What the exercise asks — Write each line out exactly, leaving none out.

Excerpted records —
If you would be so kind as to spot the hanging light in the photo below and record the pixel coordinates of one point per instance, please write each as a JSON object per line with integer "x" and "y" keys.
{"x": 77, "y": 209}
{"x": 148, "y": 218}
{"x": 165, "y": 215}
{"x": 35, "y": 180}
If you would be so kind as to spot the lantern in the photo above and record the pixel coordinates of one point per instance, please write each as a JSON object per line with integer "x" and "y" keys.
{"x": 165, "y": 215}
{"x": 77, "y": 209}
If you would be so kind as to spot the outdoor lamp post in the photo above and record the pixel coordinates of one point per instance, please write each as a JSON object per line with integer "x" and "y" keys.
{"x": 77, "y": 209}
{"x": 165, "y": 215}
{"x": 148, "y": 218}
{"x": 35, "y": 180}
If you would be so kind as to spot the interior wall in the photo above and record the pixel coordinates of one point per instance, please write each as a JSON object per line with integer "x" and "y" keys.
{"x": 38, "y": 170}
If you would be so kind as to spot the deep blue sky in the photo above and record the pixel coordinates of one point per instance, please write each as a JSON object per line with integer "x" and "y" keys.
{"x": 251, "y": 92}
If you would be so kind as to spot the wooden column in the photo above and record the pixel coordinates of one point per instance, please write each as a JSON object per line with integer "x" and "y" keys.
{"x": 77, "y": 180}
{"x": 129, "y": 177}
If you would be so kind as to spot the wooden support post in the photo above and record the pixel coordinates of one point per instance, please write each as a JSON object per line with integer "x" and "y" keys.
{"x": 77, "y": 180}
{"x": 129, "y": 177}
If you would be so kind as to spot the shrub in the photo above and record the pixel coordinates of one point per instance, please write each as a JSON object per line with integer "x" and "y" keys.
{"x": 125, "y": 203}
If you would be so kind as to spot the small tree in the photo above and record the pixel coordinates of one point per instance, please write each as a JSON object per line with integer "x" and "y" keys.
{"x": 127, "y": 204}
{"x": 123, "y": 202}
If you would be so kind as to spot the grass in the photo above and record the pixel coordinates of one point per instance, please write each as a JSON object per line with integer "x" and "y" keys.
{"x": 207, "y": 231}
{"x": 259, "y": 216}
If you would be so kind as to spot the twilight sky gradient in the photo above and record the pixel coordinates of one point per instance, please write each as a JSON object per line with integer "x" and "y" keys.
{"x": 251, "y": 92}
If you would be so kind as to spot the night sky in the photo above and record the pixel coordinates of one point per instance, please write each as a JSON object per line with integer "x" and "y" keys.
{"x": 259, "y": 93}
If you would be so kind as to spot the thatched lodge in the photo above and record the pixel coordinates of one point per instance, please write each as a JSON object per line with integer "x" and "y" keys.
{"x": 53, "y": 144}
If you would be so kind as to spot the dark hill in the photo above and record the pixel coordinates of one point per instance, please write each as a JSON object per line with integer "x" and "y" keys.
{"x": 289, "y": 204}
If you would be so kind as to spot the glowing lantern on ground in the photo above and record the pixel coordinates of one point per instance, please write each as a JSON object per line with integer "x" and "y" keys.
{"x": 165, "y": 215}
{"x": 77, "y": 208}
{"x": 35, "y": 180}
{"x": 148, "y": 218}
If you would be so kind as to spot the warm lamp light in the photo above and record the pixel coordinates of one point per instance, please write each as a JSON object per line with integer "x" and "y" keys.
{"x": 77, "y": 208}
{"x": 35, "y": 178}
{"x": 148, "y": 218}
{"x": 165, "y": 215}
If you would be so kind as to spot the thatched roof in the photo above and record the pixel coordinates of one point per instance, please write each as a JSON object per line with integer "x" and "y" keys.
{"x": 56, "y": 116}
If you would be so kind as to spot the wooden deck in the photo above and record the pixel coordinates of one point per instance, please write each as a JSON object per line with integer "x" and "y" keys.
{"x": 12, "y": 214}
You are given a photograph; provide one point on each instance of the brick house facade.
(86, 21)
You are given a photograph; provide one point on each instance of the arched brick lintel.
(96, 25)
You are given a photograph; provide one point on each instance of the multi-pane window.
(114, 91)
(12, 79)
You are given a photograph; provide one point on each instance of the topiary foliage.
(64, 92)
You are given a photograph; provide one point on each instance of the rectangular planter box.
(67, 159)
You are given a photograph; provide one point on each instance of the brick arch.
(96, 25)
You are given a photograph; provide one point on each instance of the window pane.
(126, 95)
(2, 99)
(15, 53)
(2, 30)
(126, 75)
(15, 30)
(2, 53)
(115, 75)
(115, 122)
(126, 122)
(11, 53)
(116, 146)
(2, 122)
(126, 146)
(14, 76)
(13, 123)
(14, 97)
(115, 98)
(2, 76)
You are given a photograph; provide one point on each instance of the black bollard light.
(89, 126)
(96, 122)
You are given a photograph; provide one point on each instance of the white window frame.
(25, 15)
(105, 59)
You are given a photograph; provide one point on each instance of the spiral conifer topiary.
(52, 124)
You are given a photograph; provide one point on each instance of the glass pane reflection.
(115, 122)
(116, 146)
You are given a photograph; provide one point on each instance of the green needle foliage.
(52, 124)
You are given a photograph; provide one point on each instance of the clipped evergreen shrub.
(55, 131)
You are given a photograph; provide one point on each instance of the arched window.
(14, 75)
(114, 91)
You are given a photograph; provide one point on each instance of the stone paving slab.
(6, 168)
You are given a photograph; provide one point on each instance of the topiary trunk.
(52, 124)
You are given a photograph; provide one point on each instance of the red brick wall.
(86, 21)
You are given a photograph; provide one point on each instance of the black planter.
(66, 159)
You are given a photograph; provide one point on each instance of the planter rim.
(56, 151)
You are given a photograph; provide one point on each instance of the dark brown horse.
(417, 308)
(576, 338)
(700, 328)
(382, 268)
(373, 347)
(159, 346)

Finished answer —
If you would be so kind as to spot the hanging light in the photo below and record the pixel coordinates of one point per instance, please write each as a JSON object per line with integer "x" and "y" keys.
{"x": 77, "y": 209}
{"x": 148, "y": 218}
{"x": 165, "y": 215}
{"x": 35, "y": 180}
If you would be so kind as to spot the lantern in the photo above and record the pixel coordinates of one point per instance, please write each as a JSON object per line with integer "x" and "y" keys.
{"x": 165, "y": 215}
{"x": 77, "y": 209}
If you would be so kind as to spot the outdoor lamp post in the photo above and record the pixel coordinates of one point per instance, please write each as a JSON object per line with integer "x" and "y" keys.
{"x": 77, "y": 209}
{"x": 165, "y": 215}
{"x": 148, "y": 218}
{"x": 35, "y": 180}
If you would be so kind as to spot the interior wall in the photo above and record the pixel coordinates of one point per instance, please write each as a JSON object per line with integer "x" and "y" keys.
{"x": 38, "y": 170}
If you would be so kind as to spot the deep blue sky in the photo above and record the pixel coordinates of one point per instance, please write each as a JSON object per line with integer "x" and "y" keys.
{"x": 251, "y": 92}
If you would be so kind as to spot the wooden column in the photo above and record the pixel coordinates of one point per instance, please write each as a JSON object per line with integer "x" and "y" keys.
{"x": 77, "y": 180}
{"x": 129, "y": 177}
If you would be so kind as to spot the wooden support post in the photo above and record the pixel coordinates of one point per instance, please write each as a JSON object per line with integer "x" and "y" keys.
{"x": 77, "y": 180}
{"x": 129, "y": 177}
If you would be so kind as to spot the shrub in the photo above and record the pixel coordinates of one point per instance, please write each as a JSON object per line with integer "x" and "y" keys.
{"x": 125, "y": 203}
If you would be so kind as to spot the small tree in the photo above and record the pixel coordinates of one point per instance, please write each as a JSON object per line with integer "x" and "y" keys.
{"x": 127, "y": 204}
{"x": 123, "y": 202}
If you would be so kind as to spot the grass in the photo above and record the pixel coordinates of one point per instance, please write each as a JSON object per line with integer "x" and "y" keys.
{"x": 207, "y": 231}
{"x": 259, "y": 216}
If you would be so kind as to spot the twilight sky gradient in the photo above and record the pixel coordinates of one point per instance, please write each as a JSON object per line with integer "x" and "y" keys.
{"x": 251, "y": 92}
If you would be so kind as to spot the night sky in the photo above and record the pixel coordinates of one point per instance, please write each as a JSON object per line with integer "x" and "y" keys.
{"x": 259, "y": 93}
If you would be so kind as to spot the thatched lodge in the photo above and record the pixel coordinates of one point per instance, please write each as a JSON object per line with integer "x" and "y" keys.
{"x": 53, "y": 144}
If you would be so kind as to spot the dark hill in the photo above and record the pixel coordinates of one point per instance, please write each as a JSON object per line with integer "x" and "y" keys.
{"x": 289, "y": 204}
If you would be so kind as to spot the glowing lantern on ground in the photo above and record the pixel coordinates of one point per instance, please write each as a JSON object per line with integer "x" and "y" keys.
{"x": 165, "y": 215}
{"x": 77, "y": 208}
{"x": 35, "y": 180}
{"x": 148, "y": 218}
If you would be so kind as to spot the warm lamp light in the photo above and record the pixel coordinates of one point per instance, please write each as a JSON object per line with integer "x" and "y" keys.
{"x": 77, "y": 208}
{"x": 35, "y": 178}
{"x": 148, "y": 218}
{"x": 165, "y": 215}
If you would be so kind as to spot the thatched roof in the photo above and record the pixel coordinates of one point per instance, please write each as a JSON object per line with integer "x" and "y" keys.
{"x": 56, "y": 116}
If you would be so kind as to spot the wooden deck in the photo above and record the pixel coordinates of one point per instance, please write each as a JSON object per line with integer "x" and "y" keys.
{"x": 12, "y": 214}
You are given a photograph; provide one point on each instance of the brick house facade.
(86, 21)
You are given a photograph; provide one point on each instance of the arched brick lintel.
(96, 25)
You are given a photograph; provide one point on each instance of the multi-pane window.
(114, 91)
(12, 79)
You are given a photograph; provide one point on each instance of the topiary foliage.
(64, 92)
You are given a photograph; provide one point on each instance of the rectangular planter box.
(67, 159)
You are given a photograph; provide one point on each instance of the brick arch.
(96, 25)
You are given a photograph; provide one point on each instance of the window pane.
(126, 95)
(2, 99)
(15, 53)
(2, 30)
(126, 75)
(15, 30)
(2, 53)
(115, 75)
(115, 122)
(126, 122)
(11, 53)
(116, 146)
(2, 122)
(126, 146)
(14, 76)
(13, 123)
(14, 97)
(115, 98)
(2, 76)
You are given a photograph; provide one point on each instance of the black bollard light.
(89, 126)
(96, 122)
You are given a photograph; provide one point on each instance of the white window frame.
(25, 15)
(105, 59)
You are given a photograph; provide one point on each instance of the spiral conifer topiary.
(52, 124)
You are given a photograph; provide one point on each instance of the glass pane reflection.
(115, 122)
(116, 146)
You are given a photograph; provide one point on each instance of the green needle foliage.
(52, 124)
You are given a photograph; provide one point on each instance of the clipped evergreen shrub.
(55, 131)
You are given a photograph; provide one point on each instance of the arched window.
(14, 75)
(114, 91)
You are given a photograph; provide one point on each instance of the stone paving slab.
(6, 168)
You are given a photograph; provide one point on each instance of the topiary trunk.
(52, 124)
You are given a photograph; provide one point on each instance of the red brick wall.
(86, 21)
You are given a photograph; provide one point on each instance of the black planter.
(66, 159)
You are given a photograph; provide one point on each instance of the planter rim.
(56, 151)
You are given a photograph; provide one point on each instance of the dark brown horse.
(417, 308)
(576, 338)
(700, 328)
(382, 268)
(373, 347)
(159, 346)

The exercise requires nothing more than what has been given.